>> begin EXTRACT

Re: [R] Proportion test in three-chices experiment

From: Jonathan Baron <baron_at_psych.upenn.edu>
Date: Mon 18 Jul 2005 - 05:05:52 EST

> Thanks for your reply, Jonathan. Thanks also to Spencer, who suggested
> using the BTm function. I realize that my description of both the
> experiment and the involved issue was not clear. Let me try again:
>
> My subjects do a recognition task where I present stimuli belonging to
> three different classes (let us say A, B, and C). There are many of
> them. Subjects are asked to recognize each stimulus as belonging to one
> of the three classes (forced-choice design). This is done under two
> different conditions (say conditions 1 and 2). I end up with matrices of
> counts like this (in R notation):
>
> # under condition 1
> c1 <- t (matrix (c (c1AA, c1AB, c1AC,
> c1BA, c1BB, c1BC,
> c1CA, c1CB, c1CC), nc = 3))

>> end EXTRACT

## GIVEN INSTRUCTION A
Name every R function that the mailing-list message mentions or calls.

>> begin MATERIAL FOR THIS EXERCISE

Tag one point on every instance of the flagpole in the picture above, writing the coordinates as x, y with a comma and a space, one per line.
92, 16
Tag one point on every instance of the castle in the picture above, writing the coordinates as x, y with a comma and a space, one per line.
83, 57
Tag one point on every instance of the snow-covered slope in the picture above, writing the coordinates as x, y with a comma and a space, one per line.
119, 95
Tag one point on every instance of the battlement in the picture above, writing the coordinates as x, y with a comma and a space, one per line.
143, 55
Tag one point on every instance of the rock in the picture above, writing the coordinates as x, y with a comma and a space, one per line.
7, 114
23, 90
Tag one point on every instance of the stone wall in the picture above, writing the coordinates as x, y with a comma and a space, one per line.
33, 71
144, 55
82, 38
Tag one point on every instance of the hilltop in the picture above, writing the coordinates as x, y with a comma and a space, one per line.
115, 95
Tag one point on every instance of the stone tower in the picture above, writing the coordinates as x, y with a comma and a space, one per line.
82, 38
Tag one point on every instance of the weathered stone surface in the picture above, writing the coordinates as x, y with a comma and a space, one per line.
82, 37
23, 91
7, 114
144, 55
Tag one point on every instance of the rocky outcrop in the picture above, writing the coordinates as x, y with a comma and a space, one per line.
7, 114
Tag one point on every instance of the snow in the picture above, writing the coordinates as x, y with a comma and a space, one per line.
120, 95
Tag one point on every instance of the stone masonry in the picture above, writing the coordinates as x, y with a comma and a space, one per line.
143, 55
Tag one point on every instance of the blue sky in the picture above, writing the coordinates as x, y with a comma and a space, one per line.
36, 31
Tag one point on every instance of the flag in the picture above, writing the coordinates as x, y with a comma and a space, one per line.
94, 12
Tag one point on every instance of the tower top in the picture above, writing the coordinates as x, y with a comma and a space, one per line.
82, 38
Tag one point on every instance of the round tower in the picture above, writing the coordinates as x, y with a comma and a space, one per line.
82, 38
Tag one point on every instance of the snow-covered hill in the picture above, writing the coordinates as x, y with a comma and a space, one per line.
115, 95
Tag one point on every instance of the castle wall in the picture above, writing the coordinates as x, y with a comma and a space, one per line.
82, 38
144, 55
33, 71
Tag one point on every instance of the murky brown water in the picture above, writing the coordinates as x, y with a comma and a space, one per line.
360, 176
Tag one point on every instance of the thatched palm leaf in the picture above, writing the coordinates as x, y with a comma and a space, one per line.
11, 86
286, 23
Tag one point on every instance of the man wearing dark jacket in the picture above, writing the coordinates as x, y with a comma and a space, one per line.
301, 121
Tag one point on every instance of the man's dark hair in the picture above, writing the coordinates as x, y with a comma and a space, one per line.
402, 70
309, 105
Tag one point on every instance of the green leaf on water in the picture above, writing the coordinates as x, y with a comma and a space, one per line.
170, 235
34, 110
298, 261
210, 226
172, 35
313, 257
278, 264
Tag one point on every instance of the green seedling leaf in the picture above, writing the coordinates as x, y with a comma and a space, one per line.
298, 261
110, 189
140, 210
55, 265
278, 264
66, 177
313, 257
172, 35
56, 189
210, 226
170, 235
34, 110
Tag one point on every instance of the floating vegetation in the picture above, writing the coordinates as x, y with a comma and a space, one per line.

>> end MATERIAL FOR THIS EXERCISE

## GIVEN INSTRUCTION B
In the listing, start at the line that contains "Tag one point on every instance of the man wearing" and continue through the end of the listing. Rewrite those lines with "seedling" swapped for "young", changing nothing else.

## REPLY A
BTm, t, matrix, c

## REPLY B
Tag one point on every instance of the man wearing dark jacket in the picture above, writing the coordinates as x, y with a comma and a space, one per line.
301, 121
Tag one point on every instance of the man's dark hair in the picture above, writing the coordinates as x, y with a comma and a space, one per line.
402, 70
309, 105
Tag one point on every instance of the green leaf on water in the picture above, writing the coordinates as x, y with a comma and a space, one per line.
170, 235
34, 110
298, 261
210, 226
172, 35
313, 257
278, 264
Tag one point on every instance of the green young leaf in the picture above, writing the coordinates as x, y with a comma and a space, one per line.
298, 261
110, 189
140, 210
55, 265
278, 264
66, 177
313, 257
172, 35
56, 189
210, 226
170, 235
34, 110
Tag one point on every instance of the floating vegetation in the picture above, writing the coordinates as x, y with a comma and a space, one per line.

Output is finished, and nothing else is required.